La décision récente de la commission européenne de suspendre l'usage de 3 insecticides néonicotinoïdes pour 2 ans, car reconnus comme facteurs déterminants dans la mortalité des abeilles, a suscité de nombreuses réactions et commentaires par des ONG environnementales ou par des organismes agricoles accrédités. Mais en dehors de l'Unaf, rappelons le, qui regroupe une majorité d'apiculteurs amateurs, moins impactés par des situations endémiques catastrophiques, il y a une voix que l'on entend moins, c'est celle des apiculteurs professionnels. Et si on tend l'oreille, on entend ceci : "C'est du pipeau !", s'époumone Alain DAVID, ancien apiculteur bio d'Argol (400 ruches), co-fondateur de la Ffap (1) ; "Il y a une lassitude" constate José NADAN (500 ruches), représentant du syndicat des apiculteurs professionnels en Bretagne. "Dans les années 90, nous étions les premiers à alerter sur les conséquences de l'usage de semences enrobées sur les pollinisateurs. Les firmes qui fabriquaient ces semences affirmaient qu'elles n'étaient pas toxiques pour les abeilles". 15 ans après, le monde professionnel apicole en Bretagne est en berne et désabusé, car dans l'immédiat l'hécatombe continue dans les ruchers et que tous les indicateurs de stabilité sont encore dans le rouge et certainement au-delà de ces deux prochaines années. "Ce qui complique la donne, c'est que le blé comme l'orge ne sont pas concernés par les interdictions et sont encore traités avec le gaucho" ajoute Alain David; le gaucho premier ennemi de l'abeille, d'une longue liste de nuisibles chimiques.
En compagnie d'Alain David lors d'une récolte de miel dans la vallée du restic à Brest |
Par ailleurs, c'est au début du printemps que la mortalité est la plus élevée lorsque les abeilles consomment le pollen toxique de maïs cruiser
stocké dans les ruches situées à proximité des parcelles. Couplé à des conditions climatiques perturbées, l'éclosion de nouveaux essaims se raréfie, entrainant une chute de la production de miel et au final une fragilité économique. "Les maïs 2013 ne sont pas encore fleuris. Ces intoxications dureront encore
pendant 2 ans et la suspension de ce même cruiser s'arrête dans 2 ans ! Tout est faussé" s'insurge Alain.
Interdiction de toutes les semences enrobées
Les apiculteurs s'accordent tous pour demander l’interdiction totale de la commercialisation en France des insecticides systémiques. En effet, l'autorisation de certaines cultures n'enlève pas la contamination dans le sol de substances qui peuvent être rémanentes jusqu'à 2 à 3 ans. L'exemple du gaucho (imidaclopride) sur orge est évocateur. "Lors de la rotation des cultures, si tu mets par exemple de la moutarde derrière de l'orge, le gaucho présent encore dans le sol va accompagner le plant de moutarde durant sa croissance" explique José. En fleurs, l'abeille viendra butiner la moutarde et sera intoxiquée.

** Données fournies **
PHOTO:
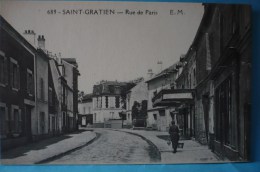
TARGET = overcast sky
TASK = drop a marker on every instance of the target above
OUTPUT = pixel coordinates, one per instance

** Travail demandé **
**a)** Recopiez mot pour mot, dans le texte sur les abeilles, tout le passage allant de « Interdiction de toutes » jusqu'à « et sera intoxiquée. ».
**b)** Pour chaque affirmation, dites par oui ou non si elle concorde avec le texte sur les abeilles, et citez les mots du texte qui le prouvent. (i) La commission européenne a suspendu l'usage de trois insecticides néonicotinoïdes pour deux ans. (ii) Le blé et l'orge sont concernés par les interdictions. (iii) La mortalité des abeilles atteint son plus haut niveau en automne.
Les lignes n'interviennent en rien dans ce travail.

** Vos réponses **
**a)**
Interdiction de toutes les semences enrobées
Les apiculteurs s'accordent tous pour demander l’interdiction totale de la commercialisation en France des insecticides systémiques. En effet, l'autorisation de certaines cultures n'enlève pas la contamination dans le sol de substances qui peuvent être rémanentes jusqu'à 2 à 3 ans. L'exemple du gaucho (imidaclopride) sur orge est évocateur. "Lors de la rotation des cultures, si tu mets par exemple de la moutarde derrière de l'orge, le gaucho présent encore dans le sol va accompagner le plant de moutarde durant sa croissance" explique José. En fleurs, l'abeille viendra butiner la moutarde et sera intoxiquée.

**b)**
(i) Oui : « suspendre l'usage de 3 insecticides néonicotinoïdes pour 2 ans ».
(ii) Non : « le blé comme l'orge ne sont pas concernés par les interdictions ».
(iii) Non : « c'est au début du printemps que la mortalité est la plus élevée ».